(Data extracted from a collection)
##############################

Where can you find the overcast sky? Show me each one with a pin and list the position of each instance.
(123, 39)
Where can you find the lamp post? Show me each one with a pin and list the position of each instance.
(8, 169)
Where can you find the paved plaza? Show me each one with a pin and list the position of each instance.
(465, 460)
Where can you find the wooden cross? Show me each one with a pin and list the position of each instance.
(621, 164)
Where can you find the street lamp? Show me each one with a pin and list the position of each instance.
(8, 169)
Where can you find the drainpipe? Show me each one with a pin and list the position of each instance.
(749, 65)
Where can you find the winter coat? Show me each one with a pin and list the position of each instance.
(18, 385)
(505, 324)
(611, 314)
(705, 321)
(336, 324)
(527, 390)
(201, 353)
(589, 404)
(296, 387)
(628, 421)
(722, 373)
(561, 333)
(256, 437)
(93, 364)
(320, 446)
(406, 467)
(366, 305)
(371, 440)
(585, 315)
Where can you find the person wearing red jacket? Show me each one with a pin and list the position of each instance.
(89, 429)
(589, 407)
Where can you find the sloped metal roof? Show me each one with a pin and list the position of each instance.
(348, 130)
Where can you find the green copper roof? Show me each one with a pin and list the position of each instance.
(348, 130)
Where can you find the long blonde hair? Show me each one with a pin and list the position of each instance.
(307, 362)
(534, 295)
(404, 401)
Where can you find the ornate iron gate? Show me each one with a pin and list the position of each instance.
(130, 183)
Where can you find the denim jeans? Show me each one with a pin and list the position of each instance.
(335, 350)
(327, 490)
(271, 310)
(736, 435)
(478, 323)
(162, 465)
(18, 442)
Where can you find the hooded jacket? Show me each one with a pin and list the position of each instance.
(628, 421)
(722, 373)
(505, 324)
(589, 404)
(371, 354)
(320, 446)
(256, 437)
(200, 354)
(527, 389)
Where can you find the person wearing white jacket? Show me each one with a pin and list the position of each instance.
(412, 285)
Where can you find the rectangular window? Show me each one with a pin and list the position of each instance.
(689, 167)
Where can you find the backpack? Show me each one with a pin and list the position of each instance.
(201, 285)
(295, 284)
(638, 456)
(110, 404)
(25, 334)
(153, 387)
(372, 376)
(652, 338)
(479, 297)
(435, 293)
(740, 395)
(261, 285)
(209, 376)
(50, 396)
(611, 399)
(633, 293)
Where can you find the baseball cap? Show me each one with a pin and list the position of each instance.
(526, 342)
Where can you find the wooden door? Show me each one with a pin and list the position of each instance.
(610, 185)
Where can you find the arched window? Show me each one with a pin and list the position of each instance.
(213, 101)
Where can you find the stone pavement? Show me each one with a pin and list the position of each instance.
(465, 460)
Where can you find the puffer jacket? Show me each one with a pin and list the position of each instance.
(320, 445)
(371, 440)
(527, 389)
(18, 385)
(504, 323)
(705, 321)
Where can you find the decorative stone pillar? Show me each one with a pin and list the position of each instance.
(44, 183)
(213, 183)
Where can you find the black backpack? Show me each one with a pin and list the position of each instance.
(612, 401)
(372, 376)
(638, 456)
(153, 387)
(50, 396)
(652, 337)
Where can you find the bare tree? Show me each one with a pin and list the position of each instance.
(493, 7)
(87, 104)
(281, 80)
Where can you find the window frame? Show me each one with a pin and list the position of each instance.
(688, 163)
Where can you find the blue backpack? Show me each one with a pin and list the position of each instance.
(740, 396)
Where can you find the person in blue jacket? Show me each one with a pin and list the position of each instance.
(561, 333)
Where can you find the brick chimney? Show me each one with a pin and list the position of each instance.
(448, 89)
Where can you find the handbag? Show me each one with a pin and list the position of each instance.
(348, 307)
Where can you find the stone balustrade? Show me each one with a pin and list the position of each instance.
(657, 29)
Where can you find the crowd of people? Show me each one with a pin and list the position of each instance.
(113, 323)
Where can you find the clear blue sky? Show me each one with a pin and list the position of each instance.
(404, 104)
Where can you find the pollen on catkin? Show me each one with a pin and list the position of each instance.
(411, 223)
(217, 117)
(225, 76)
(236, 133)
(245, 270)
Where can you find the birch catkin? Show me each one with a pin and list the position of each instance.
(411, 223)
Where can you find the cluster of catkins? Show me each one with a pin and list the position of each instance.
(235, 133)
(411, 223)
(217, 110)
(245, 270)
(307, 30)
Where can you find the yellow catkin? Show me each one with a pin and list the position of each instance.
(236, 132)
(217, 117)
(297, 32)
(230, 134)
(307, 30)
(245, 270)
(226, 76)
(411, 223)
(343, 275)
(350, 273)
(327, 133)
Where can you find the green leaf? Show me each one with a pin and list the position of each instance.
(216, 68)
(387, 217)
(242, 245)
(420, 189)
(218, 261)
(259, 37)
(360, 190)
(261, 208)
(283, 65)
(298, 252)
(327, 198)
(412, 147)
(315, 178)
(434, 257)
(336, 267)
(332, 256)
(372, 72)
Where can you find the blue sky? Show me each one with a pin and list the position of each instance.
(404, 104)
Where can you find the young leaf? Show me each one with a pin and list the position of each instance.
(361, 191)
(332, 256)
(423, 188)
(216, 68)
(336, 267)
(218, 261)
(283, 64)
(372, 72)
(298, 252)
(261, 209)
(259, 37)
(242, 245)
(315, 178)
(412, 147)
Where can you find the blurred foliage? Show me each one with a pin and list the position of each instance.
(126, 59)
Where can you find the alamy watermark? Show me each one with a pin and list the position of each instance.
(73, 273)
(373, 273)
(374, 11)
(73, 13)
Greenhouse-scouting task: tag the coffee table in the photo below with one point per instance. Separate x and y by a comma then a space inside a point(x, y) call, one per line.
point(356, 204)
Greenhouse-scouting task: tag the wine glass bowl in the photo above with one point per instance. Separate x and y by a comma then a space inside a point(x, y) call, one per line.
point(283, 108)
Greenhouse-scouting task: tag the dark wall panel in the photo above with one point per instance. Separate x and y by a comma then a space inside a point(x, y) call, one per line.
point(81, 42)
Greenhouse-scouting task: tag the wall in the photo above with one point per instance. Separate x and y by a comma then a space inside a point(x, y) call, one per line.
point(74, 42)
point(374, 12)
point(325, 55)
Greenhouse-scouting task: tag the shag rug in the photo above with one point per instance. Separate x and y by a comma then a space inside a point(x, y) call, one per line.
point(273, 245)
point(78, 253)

##############################

◆ **TASK DESCRIPTION**: Your answer should be the data above, retyped in full and unaltered.

◆ **ANSWER SPACE**:
Where can you find the overcast sky? Show me each one with a pin and list the position of each instance.
(123, 39)
Where can you find the lamp post? Show me each one with a pin and list the position of each instance.
(8, 169)
Where can you find the paved plaza? Show me each one with a pin and list the position of each instance.
(465, 460)
Where can you find the wooden cross? Show me each one with a pin and list the position of each instance.
(621, 164)
Where can you find the street lamp? Show me each one with a pin and list the position of each instance.
(8, 169)
Where can you find the drainpipe? Show me each one with a pin and list the position of each instance.
(749, 65)
Where can you find the winter coat? Show me each one with a pin and list the position of each instance.
(18, 385)
(505, 324)
(611, 314)
(705, 321)
(336, 324)
(527, 390)
(201, 353)
(589, 404)
(296, 387)
(628, 421)
(722, 373)
(561, 333)
(256, 437)
(93, 364)
(320, 446)
(406, 467)
(366, 305)
(371, 440)
(585, 315)
Where can you find the person wearing red jacket? Show me each one with a pin and list the position of each instance.
(89, 429)
(589, 407)
Where can you find the sloped metal roof? Show me each one with a pin and list the position of each instance.
(348, 130)
Where can you find the green copper roof? Show me each one with a pin and list the position of each instance.
(348, 130)
Where can you find the long blonde hair? Show me each one with a pin and list the position of each instance.
(307, 362)
(534, 295)
(404, 401)
Where can you find the ornate iron gate? Show me each one with a pin and list the position of each instance.
(130, 183)
Where can you find the denim jeans? Show me each one with a pin and list the position of each instance.
(335, 350)
(327, 490)
(271, 310)
(736, 435)
(478, 323)
(162, 465)
(18, 442)
Where can you find the hooded jacket? Show me each one with a pin and list the position of each instance.
(628, 421)
(722, 373)
(505, 324)
(589, 404)
(371, 354)
(320, 446)
(256, 437)
(200, 354)
(527, 389)
Where can you find the person wearing white jacket? Show me each one with a pin and list the position of each instance.
(412, 285)
Where can you find the rectangular window? Show me each one with a pin and list the position of each instance.
(689, 167)
Where can you find the backpack? Show me each one with a pin and list the position of each instance.
(201, 285)
(295, 284)
(638, 456)
(110, 404)
(25, 334)
(153, 387)
(372, 376)
(652, 338)
(479, 297)
(435, 293)
(740, 395)
(261, 285)
(209, 376)
(50, 396)
(611, 399)
(633, 293)
Where can you find the baseball cap? Show me each one with a pin and list the position of each instance.
(526, 342)
Where can you find the wooden door? Show me each one with a pin and list the position of each instance.
(610, 185)
Where can you find the arched window? Show me each one with a pin and list the position of each instance.
(213, 101)
Where can you find the stone pavement? Show me each one with a pin and list the position of each instance.
(465, 460)
Where can you find the puffer jacket? Show me each one with a pin and list the position of each instance.
(320, 445)
(371, 440)
(527, 389)
(18, 385)
(504, 323)
(705, 321)
Where can you find the decorative stone pillar? Show me each one with a pin and list the position of each instance.
(44, 183)
(213, 183)
Where can you find the black backpack? Show me each one with a pin and list the position of each instance.
(612, 401)
(372, 376)
(638, 456)
(153, 387)
(50, 396)
(652, 337)
Where can you find the bare tree? Show me each one with a pin and list the position of each instance.
(493, 7)
(87, 104)
(281, 80)
Where can you find the window frame? Show me each one with a pin and list the position of each instance.
(688, 163)
Where can you find the blue backpack? Show me each one with a pin and list the position of each instance.
(740, 396)
Where can you find the person in blue jacket? Show me each one with a pin and list the position of each instance.
(561, 333)
Where can you find the brick chimney? Show me each one with a pin and list the position of each instance.
(448, 89)
Where can you find the handbag? Show me each one with a pin and list the position of each instance.
(348, 307)
Where can you find the stone balustrade? Show me each one with a pin and list the position of each instance.
(657, 29)
Where can you find the crowd of people? Show me each one with a pin and list the position of each instance.
(113, 323)
Where can you find the clear blue sky? Show me each one with a pin and list the position of each instance.
(404, 104)
Where can you find the pollen on catkin? Show me each one with a pin and list the position of each instance.
(411, 223)
(217, 117)
(225, 76)
(236, 133)
(245, 270)
Where can you find the birch catkin? Show me each one with a pin and list the position of each instance.
(411, 223)
Where can you find the cluster of catkins? Show me each one with a pin and list the position of each instance.
(235, 133)
(411, 223)
(217, 110)
(245, 270)
(307, 30)
Where can you find the yellow catkin? Show me each one with a pin and list the position of each instance.
(236, 132)
(217, 117)
(297, 32)
(230, 134)
(307, 30)
(245, 270)
(226, 76)
(411, 223)
(343, 275)
(350, 273)
(327, 133)
Where can you find the green leaf? Show me each one with a pin and list the position of each instance.
(216, 68)
(387, 217)
(242, 245)
(420, 189)
(218, 261)
(259, 37)
(360, 190)
(261, 208)
(283, 65)
(298, 252)
(327, 198)
(412, 147)
(315, 178)
(434, 257)
(336, 267)
(332, 256)
(372, 72)
Where can you find the blue sky? Show me each one with a pin and list the position of each instance.
(404, 104)
Where can you find the young leaf? Show me each one with a pin and list the position of each instance.
(361, 191)
(332, 256)
(423, 188)
(216, 68)
(336, 267)
(218, 261)
(283, 64)
(372, 72)
(298, 252)
(261, 209)
(259, 37)
(242, 245)
(315, 178)
(412, 147)
Where can you find the blurred foliage? Show me each one with a pin and list the position of each instance.
(126, 59)
Where can you find the alamy watermark? Show me each one with a pin and list the position of each instance.
(73, 273)
(373, 273)
(374, 11)
(73, 13)
Greenhouse-scouting task: tag the coffee table in the photo below with one point per instance. Separate x and y by a comma then a space inside a point(x, y) call, one per line.
point(356, 204)
Greenhouse-scouting task: tag the wine glass bowl in the photo above with one point per instance. Separate x and y by a comma then a space inside a point(x, y) call, one per line.
point(283, 108)
Greenhouse-scouting task: tag the dark wall panel in the photo above with one point per instance. Separate x and y by a comma then a space inside a point(x, y) call, one per line.
point(81, 42)
Greenhouse-scouting task: tag the wall in the photo above with one point per instance. Separate x and y by a comma then a space inside a point(x, y) call, one per line.
point(74, 42)
point(374, 12)
point(325, 55)
Greenhouse-scouting task: tag the shag rug in the photo above with one point per instance. Separate x and y by a comma then a space inside a point(x, y) call, one per line.
point(273, 245)
point(78, 253)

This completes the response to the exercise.